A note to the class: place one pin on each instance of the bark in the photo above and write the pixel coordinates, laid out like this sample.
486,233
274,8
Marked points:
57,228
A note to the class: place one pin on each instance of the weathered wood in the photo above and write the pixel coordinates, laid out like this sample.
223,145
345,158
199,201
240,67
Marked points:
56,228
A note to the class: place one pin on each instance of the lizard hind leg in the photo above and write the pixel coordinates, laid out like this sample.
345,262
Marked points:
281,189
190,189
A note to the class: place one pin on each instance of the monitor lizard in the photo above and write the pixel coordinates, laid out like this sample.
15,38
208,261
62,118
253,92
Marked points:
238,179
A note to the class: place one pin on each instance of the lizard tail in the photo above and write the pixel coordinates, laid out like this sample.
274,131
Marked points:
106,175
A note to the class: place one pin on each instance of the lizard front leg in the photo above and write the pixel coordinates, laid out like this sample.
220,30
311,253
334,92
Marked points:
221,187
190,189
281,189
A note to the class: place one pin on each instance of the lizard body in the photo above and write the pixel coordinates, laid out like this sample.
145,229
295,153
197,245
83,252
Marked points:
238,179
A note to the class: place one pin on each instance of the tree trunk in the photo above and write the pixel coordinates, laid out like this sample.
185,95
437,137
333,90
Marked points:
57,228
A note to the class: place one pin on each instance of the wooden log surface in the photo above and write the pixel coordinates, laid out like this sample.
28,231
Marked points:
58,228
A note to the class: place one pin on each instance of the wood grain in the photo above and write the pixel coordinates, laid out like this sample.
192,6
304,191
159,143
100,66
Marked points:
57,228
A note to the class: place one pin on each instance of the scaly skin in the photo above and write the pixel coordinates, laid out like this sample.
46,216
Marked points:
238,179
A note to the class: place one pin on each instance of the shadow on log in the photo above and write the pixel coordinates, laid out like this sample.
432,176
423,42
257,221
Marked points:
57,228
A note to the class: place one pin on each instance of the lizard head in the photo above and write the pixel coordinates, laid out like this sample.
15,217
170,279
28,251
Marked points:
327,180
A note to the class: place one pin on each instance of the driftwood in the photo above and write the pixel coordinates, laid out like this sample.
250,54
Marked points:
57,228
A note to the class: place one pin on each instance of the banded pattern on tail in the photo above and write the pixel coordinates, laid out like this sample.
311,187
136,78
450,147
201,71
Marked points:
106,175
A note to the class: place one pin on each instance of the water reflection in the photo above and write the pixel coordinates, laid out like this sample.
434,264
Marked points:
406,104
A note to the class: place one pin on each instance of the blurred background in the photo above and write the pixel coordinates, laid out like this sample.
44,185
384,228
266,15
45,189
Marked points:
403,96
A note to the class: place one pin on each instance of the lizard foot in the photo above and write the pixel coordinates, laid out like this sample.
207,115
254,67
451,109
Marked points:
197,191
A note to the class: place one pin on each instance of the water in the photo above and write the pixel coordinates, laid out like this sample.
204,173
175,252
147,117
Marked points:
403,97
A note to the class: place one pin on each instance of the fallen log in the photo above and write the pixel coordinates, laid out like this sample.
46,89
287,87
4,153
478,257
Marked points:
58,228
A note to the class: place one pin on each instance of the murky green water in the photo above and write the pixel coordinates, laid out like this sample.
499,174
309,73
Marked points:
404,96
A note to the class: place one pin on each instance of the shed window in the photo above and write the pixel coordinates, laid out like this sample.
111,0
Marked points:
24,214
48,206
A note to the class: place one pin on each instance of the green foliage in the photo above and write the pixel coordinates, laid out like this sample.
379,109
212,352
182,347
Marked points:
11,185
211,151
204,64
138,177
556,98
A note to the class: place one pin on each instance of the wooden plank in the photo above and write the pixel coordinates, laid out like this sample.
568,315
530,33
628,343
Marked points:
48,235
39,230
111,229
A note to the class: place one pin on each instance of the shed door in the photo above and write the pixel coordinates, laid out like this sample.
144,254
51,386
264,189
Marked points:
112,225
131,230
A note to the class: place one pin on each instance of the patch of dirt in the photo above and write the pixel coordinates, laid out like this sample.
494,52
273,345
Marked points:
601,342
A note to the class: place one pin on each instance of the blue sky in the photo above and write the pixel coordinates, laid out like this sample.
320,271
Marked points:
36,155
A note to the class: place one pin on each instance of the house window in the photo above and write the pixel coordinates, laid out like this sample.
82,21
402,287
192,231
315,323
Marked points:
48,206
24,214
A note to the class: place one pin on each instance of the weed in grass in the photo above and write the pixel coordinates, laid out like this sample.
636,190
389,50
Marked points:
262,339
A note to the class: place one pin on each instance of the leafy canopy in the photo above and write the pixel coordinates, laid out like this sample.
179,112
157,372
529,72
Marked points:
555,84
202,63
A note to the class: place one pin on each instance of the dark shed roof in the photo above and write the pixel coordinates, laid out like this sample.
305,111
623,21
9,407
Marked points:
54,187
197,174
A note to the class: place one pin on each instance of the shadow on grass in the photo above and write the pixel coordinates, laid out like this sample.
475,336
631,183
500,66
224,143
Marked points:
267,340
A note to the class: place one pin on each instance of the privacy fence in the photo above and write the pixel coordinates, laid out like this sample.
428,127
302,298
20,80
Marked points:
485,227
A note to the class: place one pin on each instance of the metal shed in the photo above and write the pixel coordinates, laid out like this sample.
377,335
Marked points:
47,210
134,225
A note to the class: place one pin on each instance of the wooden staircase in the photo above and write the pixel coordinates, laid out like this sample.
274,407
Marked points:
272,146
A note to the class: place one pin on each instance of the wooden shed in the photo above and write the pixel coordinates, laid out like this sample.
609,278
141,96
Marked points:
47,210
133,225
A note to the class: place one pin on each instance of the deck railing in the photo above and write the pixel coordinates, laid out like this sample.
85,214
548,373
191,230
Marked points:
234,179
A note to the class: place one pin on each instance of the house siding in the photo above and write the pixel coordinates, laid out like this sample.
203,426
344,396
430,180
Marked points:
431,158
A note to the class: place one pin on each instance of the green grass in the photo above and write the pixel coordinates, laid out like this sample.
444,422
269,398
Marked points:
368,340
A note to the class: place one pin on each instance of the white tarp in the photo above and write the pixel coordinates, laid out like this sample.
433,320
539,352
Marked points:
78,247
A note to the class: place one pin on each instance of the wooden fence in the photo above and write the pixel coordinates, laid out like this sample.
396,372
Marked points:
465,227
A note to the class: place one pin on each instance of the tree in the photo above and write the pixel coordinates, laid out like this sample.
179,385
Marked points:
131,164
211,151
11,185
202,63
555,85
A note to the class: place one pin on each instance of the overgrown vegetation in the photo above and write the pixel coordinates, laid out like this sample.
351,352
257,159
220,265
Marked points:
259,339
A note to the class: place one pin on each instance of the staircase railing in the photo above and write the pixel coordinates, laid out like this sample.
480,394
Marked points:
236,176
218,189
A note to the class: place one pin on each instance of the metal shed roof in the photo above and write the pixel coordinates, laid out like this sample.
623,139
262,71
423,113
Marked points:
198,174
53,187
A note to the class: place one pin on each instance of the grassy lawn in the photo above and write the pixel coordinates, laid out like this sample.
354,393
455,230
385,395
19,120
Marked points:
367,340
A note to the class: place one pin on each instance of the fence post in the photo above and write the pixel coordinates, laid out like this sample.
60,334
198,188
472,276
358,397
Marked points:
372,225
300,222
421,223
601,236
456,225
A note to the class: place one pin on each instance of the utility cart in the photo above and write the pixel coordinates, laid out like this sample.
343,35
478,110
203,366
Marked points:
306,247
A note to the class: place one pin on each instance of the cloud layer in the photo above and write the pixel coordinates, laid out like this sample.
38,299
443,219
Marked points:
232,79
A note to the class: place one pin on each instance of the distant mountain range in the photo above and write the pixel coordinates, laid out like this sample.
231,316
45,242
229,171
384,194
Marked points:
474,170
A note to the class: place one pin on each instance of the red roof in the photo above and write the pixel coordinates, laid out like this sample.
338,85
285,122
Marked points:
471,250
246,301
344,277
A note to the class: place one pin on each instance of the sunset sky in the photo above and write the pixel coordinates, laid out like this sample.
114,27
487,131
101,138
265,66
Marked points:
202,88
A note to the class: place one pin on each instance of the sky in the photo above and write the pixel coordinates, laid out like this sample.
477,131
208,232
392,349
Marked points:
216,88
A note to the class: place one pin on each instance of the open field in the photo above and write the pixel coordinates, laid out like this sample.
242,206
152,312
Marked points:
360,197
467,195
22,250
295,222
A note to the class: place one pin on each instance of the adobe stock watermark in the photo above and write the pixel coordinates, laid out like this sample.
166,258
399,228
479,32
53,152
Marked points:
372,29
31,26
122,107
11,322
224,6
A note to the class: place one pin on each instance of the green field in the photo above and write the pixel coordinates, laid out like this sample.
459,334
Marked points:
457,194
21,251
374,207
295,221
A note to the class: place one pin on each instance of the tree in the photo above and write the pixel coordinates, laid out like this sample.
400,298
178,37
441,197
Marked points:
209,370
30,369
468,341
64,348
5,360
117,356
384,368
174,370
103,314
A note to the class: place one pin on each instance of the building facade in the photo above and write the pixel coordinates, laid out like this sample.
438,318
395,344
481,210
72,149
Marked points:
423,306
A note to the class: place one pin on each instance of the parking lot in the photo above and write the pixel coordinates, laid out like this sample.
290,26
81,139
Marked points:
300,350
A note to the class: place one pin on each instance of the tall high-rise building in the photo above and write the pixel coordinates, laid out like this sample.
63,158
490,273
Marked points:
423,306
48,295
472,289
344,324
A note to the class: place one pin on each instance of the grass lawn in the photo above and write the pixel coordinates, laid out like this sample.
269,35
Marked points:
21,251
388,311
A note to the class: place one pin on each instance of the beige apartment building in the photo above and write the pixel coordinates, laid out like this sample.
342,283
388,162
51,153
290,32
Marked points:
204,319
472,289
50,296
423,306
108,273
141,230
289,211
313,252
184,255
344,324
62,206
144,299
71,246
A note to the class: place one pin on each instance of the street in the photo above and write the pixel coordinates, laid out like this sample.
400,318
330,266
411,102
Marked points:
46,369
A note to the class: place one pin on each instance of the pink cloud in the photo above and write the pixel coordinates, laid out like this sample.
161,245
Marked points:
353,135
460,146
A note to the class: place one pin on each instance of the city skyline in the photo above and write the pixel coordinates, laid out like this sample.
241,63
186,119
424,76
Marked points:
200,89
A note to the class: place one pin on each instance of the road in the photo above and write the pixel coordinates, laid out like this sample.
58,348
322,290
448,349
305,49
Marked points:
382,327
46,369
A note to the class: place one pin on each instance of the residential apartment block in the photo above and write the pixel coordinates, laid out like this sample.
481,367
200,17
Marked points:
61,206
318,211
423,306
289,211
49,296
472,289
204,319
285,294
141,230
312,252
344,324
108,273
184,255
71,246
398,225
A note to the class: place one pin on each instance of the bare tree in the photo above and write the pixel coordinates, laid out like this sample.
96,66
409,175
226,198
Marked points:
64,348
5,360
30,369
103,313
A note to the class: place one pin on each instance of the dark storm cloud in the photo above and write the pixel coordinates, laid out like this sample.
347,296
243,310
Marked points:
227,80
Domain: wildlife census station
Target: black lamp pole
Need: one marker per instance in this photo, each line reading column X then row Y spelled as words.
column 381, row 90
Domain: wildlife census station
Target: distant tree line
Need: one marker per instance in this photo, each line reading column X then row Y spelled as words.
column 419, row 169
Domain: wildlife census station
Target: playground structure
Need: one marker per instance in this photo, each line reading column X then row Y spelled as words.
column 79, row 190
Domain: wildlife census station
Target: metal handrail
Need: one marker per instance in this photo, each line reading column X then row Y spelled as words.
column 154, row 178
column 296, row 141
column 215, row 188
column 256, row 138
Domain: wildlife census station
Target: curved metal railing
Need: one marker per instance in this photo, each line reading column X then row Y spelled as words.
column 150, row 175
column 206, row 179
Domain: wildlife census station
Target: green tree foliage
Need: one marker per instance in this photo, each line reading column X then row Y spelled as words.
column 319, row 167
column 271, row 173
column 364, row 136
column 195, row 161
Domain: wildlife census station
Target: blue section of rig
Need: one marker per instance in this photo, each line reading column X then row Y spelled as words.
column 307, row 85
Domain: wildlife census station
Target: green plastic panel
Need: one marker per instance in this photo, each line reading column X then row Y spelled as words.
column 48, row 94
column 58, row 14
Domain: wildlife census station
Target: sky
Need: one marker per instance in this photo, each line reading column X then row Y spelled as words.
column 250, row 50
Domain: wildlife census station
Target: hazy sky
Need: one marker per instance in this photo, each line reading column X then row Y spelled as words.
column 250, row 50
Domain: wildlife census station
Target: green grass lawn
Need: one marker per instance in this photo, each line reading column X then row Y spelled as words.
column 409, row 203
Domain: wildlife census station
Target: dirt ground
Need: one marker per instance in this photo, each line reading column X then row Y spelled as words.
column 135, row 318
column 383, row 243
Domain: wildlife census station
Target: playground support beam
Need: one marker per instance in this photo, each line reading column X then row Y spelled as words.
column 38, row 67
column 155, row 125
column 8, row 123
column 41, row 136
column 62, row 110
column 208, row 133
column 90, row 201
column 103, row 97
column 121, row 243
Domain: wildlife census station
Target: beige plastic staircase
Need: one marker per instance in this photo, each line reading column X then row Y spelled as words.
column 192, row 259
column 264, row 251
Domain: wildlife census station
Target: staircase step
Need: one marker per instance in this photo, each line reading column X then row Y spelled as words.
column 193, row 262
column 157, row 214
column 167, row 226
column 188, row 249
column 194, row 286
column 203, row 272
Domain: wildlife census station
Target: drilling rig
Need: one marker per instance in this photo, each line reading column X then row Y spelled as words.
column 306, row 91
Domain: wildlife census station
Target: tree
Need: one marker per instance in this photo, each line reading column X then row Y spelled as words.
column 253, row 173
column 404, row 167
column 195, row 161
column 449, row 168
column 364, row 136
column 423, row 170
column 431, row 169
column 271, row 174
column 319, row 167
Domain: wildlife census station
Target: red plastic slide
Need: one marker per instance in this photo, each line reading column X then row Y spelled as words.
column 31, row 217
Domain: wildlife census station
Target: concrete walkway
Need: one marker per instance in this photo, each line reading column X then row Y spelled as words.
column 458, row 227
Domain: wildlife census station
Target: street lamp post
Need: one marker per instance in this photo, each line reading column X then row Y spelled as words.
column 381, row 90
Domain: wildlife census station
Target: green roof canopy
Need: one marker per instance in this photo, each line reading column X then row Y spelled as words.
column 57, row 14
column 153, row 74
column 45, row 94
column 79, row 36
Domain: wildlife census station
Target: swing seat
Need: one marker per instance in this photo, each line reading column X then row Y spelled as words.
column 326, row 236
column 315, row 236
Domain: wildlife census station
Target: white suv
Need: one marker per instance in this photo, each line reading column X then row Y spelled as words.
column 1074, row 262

□ □ □ □

● EXERCISE
Above are the entries. Output exactly the lines beginning with the line that has "Target: green grass lawn" and ending with the line that has "Target: red plastic slide".

● EXPECTED ANSWER
Target: green grass lawn
Need: one marker per instance in this photo, each line reading column X then row Y spelled as words.
column 409, row 203
Domain: wildlife census station
Target: dirt ground
Need: one marker per instance in this photo, each line reading column X then row Y spelled as words.
column 135, row 318
column 383, row 243
Domain: wildlife census station
Target: playground support beam
Need: one marker per instance in this photo, each line reading column X then row Y spelled as words.
column 38, row 67
column 155, row 125
column 8, row 123
column 41, row 136
column 62, row 110
column 208, row 133
column 90, row 201
column 103, row 97
column 121, row 243
Domain: wildlife census station
Target: beige plastic staircase
Need: one marker per instance in this photo, each line reading column X then row Y spelled as words.
column 192, row 259
column 264, row 251
Domain: wildlife census station
Target: staircase step
Need: one marker per instance in this photo, each line reading column X then row Y spelled as words.
column 193, row 262
column 157, row 214
column 167, row 226
column 188, row 249
column 194, row 286
column 203, row 272
Domain: wildlife census station
Target: drilling rig
Need: one marker per instance in this photo, each line reading column X then row Y spelled as words.
column 306, row 91
Domain: wildlife census station
Target: tree
Need: one marker per instance in this photo, each line reading column X then row Y spelled as words.
column 253, row 173
column 404, row 167
column 195, row 161
column 449, row 168
column 364, row 136
column 423, row 170
column 431, row 169
column 271, row 174
column 319, row 167
Domain: wildlife census station
Target: red plastic slide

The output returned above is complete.